### TASK OBJECTIVE
Lines from the one containing "the white ceramic" through the last line of the data are to be repeated word for word, both ends included.

### ENTRIES PROVIDED
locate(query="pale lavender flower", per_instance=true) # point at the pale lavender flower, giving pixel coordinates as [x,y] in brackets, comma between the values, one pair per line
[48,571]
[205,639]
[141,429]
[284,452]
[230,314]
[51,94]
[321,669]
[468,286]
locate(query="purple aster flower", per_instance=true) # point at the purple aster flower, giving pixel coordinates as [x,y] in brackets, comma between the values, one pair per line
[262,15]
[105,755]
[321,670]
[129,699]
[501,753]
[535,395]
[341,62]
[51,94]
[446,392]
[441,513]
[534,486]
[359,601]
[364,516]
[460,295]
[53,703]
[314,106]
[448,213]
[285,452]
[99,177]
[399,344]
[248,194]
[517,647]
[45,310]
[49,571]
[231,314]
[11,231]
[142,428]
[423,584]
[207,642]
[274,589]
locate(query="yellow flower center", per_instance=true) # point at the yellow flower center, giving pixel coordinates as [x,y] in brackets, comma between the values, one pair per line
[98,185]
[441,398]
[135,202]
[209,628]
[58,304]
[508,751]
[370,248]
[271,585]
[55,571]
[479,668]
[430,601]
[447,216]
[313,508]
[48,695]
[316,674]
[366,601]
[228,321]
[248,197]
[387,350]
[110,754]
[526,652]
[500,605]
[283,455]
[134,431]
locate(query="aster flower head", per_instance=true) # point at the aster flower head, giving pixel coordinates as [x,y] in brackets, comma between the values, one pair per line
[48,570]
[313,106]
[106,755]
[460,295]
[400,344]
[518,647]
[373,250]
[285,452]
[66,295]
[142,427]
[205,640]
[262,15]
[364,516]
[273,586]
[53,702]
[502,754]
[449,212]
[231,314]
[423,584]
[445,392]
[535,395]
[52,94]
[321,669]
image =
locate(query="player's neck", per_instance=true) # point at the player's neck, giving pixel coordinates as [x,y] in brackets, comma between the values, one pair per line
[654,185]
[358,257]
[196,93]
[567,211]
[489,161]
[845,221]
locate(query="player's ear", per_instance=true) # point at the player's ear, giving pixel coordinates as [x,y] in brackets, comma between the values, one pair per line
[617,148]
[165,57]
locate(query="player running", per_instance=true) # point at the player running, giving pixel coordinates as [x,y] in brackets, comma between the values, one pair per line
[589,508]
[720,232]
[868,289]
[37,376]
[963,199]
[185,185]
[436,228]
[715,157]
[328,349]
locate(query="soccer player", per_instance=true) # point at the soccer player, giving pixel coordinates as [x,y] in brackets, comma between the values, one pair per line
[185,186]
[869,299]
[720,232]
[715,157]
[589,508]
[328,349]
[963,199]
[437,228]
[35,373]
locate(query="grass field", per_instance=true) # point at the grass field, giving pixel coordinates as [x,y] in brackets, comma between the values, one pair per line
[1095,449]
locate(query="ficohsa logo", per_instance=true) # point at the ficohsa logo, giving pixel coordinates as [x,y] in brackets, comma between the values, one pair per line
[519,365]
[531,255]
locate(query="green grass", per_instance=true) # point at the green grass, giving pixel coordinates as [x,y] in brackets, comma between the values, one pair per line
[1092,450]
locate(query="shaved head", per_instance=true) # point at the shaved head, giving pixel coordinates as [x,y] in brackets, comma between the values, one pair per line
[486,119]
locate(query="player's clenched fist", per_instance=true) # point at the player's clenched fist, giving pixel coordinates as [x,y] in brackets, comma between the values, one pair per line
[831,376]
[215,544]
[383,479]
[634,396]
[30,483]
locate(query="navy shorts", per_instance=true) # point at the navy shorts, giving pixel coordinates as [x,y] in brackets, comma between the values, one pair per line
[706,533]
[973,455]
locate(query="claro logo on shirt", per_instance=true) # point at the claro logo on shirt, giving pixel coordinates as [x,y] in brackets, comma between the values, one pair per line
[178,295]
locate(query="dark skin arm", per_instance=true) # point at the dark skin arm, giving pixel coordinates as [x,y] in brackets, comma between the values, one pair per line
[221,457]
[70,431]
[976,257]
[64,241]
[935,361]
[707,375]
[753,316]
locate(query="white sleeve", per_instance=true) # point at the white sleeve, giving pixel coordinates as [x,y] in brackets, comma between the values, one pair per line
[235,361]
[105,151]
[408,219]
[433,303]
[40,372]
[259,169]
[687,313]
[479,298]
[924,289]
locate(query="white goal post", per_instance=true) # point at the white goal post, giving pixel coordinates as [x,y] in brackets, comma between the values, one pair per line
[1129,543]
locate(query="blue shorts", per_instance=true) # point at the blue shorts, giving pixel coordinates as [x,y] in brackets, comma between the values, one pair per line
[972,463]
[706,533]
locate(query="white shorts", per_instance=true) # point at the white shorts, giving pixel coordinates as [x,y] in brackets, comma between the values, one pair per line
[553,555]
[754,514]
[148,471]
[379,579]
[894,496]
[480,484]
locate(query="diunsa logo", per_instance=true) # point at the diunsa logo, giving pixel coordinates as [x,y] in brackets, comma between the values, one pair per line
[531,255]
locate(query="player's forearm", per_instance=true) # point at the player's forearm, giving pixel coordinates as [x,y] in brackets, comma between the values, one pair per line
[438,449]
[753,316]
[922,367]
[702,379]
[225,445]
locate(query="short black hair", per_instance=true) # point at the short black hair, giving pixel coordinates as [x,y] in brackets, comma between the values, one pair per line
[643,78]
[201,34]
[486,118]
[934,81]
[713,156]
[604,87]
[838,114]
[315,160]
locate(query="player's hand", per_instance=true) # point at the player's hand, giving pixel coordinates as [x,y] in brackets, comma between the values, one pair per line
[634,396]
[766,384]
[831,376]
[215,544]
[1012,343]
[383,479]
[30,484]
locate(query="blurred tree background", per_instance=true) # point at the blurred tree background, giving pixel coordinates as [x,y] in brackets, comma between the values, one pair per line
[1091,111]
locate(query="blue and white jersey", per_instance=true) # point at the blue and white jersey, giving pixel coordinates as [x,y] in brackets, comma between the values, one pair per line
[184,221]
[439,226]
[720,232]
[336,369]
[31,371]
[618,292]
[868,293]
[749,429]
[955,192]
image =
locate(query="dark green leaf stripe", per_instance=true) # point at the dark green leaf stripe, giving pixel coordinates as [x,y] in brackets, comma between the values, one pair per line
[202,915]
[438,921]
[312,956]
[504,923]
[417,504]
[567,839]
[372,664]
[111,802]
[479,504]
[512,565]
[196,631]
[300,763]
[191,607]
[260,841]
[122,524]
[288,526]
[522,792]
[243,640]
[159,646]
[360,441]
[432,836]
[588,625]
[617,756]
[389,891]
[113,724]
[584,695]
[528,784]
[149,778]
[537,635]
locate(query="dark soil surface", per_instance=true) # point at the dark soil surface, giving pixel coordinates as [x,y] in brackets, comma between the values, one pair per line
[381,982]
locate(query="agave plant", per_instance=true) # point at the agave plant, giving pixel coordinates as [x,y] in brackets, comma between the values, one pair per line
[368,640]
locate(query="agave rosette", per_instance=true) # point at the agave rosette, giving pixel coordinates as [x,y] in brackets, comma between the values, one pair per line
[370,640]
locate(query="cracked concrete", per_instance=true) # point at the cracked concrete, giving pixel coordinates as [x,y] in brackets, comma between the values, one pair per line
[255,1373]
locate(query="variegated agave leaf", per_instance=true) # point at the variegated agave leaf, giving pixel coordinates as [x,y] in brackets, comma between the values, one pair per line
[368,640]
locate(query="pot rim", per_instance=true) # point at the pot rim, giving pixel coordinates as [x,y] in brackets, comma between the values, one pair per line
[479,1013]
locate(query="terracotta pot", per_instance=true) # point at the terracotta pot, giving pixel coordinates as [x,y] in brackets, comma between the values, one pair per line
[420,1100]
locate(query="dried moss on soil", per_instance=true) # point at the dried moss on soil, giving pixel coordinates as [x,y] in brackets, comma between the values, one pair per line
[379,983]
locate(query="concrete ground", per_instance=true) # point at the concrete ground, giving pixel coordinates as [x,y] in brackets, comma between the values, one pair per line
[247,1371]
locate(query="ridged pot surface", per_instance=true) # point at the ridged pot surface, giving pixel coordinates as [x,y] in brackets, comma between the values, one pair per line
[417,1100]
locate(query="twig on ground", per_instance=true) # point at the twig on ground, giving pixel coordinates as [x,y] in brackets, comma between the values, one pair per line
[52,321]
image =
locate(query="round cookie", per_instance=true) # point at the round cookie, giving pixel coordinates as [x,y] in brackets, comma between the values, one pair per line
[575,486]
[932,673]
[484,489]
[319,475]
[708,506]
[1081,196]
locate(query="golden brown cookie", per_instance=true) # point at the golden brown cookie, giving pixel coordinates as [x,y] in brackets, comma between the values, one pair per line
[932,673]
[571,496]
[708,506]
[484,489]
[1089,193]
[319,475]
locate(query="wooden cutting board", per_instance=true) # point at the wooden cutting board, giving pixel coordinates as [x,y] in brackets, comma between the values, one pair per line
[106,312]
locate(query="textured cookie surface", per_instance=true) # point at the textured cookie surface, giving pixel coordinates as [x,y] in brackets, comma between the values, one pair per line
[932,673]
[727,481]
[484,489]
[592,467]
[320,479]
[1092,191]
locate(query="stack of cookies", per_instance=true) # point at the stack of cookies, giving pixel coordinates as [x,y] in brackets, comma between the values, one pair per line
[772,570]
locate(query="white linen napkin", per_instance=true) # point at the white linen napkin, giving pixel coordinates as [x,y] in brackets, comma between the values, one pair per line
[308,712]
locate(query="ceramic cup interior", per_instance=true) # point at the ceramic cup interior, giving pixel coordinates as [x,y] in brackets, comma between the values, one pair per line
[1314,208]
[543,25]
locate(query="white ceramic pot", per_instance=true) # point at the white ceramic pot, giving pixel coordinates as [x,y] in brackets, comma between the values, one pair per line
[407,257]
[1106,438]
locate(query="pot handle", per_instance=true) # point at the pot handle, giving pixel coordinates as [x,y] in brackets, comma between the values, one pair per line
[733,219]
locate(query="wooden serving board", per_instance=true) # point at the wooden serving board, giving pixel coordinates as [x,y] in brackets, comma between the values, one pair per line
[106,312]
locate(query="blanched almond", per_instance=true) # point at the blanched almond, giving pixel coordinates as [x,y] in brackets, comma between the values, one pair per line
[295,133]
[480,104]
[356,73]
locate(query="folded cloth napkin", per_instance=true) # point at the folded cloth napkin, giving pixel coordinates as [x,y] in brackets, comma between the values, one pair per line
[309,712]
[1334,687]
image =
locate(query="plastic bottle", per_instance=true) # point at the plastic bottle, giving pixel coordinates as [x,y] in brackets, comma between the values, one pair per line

### SOLUTION TO THE EXERCISE
locate(query="white ceramic pot", per_instance=true) # point at the white ceramic pot, giving pixel coordinates as [x,y] in brackets, comma between the values, one pair per line
[407,257]
[1106,438]
locate(query="pot handle", per_instance=true) # point at the pot handle, giving pixel coordinates as [x,y] in brackets, comma between the values, one pair per line
[733,219]
locate(query="wooden serving board", per_instance=true) # point at the wooden serving board, giving pixel coordinates as [x,y] in brackets, comma between the values, one pair per line
[106,312]
locate(query="blanched almond", per_instance=true) # point at the blanched almond, giving pixel coordinates as [x,y] in brackets, comma between the values, one pair per line
[295,133]
[480,104]
[356,73]
locate(query="folded cloth napkin", per_instance=true) # point at the folded cloth napkin, giving pixel coordinates as [x,y] in brackets, comma between the values, one pair per line
[309,712]
[1334,687]
image =
locate(query="plastic bottle", per_instance=true) # point at the plastic bottle, giving pixel coordinates as [x,y] in brackets, comma between the values, one pair per line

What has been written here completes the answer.